**PROMPT**:
Count the lines in the data below that contain the string "background". Reply with the number alone.

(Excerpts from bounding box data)
****************************************
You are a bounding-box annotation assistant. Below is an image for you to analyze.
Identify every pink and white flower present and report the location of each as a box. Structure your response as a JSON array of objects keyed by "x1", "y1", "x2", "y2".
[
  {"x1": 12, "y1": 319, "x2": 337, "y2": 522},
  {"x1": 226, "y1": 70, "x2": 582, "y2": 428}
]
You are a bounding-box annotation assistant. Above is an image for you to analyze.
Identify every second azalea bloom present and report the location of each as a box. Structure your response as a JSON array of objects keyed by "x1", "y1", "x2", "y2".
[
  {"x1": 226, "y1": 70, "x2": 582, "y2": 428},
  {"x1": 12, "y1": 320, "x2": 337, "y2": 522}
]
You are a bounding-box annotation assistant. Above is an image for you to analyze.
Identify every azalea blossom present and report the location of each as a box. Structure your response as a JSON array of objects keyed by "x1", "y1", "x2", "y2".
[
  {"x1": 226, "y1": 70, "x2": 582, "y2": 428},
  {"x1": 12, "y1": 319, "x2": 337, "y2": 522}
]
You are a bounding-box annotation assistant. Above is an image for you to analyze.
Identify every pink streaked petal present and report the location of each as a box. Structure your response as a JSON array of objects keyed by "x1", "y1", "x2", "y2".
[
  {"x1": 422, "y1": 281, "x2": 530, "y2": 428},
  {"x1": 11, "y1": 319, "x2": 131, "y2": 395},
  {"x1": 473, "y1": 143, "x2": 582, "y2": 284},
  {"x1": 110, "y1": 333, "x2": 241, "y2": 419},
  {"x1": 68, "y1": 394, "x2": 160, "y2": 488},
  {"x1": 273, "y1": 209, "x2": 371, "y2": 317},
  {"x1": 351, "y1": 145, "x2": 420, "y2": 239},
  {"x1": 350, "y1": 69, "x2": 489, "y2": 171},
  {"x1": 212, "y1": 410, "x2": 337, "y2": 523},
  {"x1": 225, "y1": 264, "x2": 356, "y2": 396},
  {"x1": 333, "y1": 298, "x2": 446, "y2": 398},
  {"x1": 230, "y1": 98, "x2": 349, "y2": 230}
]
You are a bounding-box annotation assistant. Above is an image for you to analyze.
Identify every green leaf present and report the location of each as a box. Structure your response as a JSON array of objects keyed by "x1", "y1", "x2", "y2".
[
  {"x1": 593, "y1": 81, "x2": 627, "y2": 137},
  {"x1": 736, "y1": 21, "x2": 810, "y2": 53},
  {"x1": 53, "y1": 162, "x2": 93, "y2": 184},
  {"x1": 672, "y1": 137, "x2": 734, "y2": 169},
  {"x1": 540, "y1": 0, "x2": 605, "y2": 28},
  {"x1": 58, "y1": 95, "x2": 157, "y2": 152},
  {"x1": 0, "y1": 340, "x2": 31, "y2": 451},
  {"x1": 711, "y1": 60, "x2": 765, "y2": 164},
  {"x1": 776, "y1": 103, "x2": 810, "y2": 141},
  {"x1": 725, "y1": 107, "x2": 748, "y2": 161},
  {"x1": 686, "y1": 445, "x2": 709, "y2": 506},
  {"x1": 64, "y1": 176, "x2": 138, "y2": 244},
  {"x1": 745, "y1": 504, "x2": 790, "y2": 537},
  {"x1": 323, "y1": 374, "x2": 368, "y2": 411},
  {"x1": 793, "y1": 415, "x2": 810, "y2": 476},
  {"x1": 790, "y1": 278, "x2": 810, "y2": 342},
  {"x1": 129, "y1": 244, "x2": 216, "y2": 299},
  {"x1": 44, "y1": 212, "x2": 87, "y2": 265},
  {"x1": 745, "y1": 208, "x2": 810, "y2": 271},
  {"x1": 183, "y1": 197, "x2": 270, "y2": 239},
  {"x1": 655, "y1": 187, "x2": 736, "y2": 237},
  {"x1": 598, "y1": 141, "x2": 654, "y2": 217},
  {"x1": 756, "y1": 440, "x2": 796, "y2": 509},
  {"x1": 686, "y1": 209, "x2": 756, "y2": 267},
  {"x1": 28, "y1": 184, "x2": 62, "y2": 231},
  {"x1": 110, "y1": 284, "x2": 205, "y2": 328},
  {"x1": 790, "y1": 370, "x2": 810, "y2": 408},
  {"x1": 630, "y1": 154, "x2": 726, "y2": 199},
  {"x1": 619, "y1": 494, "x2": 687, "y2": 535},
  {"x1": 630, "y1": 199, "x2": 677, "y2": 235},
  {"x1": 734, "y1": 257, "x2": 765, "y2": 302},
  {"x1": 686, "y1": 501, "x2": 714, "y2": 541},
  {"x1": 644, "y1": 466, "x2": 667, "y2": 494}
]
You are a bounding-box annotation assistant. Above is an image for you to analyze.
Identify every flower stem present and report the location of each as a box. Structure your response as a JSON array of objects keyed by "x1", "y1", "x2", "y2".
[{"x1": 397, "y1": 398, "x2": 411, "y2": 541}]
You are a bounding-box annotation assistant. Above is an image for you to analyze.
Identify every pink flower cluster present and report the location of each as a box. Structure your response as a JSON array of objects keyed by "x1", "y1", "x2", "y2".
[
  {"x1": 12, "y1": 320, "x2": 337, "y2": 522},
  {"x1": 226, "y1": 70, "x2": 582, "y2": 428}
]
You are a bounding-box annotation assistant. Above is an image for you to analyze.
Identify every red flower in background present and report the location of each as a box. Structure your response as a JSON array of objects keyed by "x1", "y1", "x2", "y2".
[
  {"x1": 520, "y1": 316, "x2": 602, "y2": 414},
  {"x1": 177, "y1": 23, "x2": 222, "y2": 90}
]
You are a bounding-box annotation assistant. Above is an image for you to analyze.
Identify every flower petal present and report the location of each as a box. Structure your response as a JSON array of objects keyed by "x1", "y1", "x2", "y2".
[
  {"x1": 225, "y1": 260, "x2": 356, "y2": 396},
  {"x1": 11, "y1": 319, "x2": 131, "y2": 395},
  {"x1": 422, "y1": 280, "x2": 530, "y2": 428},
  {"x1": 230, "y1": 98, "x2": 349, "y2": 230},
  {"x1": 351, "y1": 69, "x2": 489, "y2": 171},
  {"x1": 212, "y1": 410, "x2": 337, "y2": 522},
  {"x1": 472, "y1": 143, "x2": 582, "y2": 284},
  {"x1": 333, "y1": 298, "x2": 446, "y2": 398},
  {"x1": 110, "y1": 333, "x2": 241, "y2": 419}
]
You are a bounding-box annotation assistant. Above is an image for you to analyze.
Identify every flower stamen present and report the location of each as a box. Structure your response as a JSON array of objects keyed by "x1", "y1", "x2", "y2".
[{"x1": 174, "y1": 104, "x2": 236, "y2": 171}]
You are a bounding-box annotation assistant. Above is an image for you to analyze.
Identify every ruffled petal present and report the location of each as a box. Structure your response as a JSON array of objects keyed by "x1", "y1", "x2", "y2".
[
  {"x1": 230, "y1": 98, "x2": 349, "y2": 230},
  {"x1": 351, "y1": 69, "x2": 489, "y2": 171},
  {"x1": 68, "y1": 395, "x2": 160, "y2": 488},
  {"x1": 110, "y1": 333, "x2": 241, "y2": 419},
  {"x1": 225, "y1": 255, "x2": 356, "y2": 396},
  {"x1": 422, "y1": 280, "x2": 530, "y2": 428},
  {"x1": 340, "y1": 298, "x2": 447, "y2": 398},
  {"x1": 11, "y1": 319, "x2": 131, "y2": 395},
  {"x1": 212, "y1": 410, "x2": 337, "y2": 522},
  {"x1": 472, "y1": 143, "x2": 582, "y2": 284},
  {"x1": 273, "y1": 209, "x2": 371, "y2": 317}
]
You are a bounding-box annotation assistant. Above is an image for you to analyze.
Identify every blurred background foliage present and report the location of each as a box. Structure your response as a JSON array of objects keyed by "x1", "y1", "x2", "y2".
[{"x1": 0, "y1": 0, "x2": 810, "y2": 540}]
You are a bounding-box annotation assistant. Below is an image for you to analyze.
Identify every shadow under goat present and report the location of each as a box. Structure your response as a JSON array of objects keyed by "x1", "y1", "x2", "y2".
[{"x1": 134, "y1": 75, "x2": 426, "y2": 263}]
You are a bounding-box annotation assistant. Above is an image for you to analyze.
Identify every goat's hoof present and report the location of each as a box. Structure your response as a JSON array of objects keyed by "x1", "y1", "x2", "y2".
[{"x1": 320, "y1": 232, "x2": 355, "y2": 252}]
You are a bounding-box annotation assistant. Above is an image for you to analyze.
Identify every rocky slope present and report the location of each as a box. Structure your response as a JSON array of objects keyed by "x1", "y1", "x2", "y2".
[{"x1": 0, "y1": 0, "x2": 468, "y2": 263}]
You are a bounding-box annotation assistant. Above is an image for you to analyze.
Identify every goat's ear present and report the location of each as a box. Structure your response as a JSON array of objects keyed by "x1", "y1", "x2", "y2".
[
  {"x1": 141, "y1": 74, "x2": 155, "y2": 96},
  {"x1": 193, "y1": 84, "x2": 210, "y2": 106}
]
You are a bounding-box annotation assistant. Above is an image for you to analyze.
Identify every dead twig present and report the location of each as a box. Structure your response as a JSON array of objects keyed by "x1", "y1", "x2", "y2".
****************************************
**CORRECT RESULT**:
2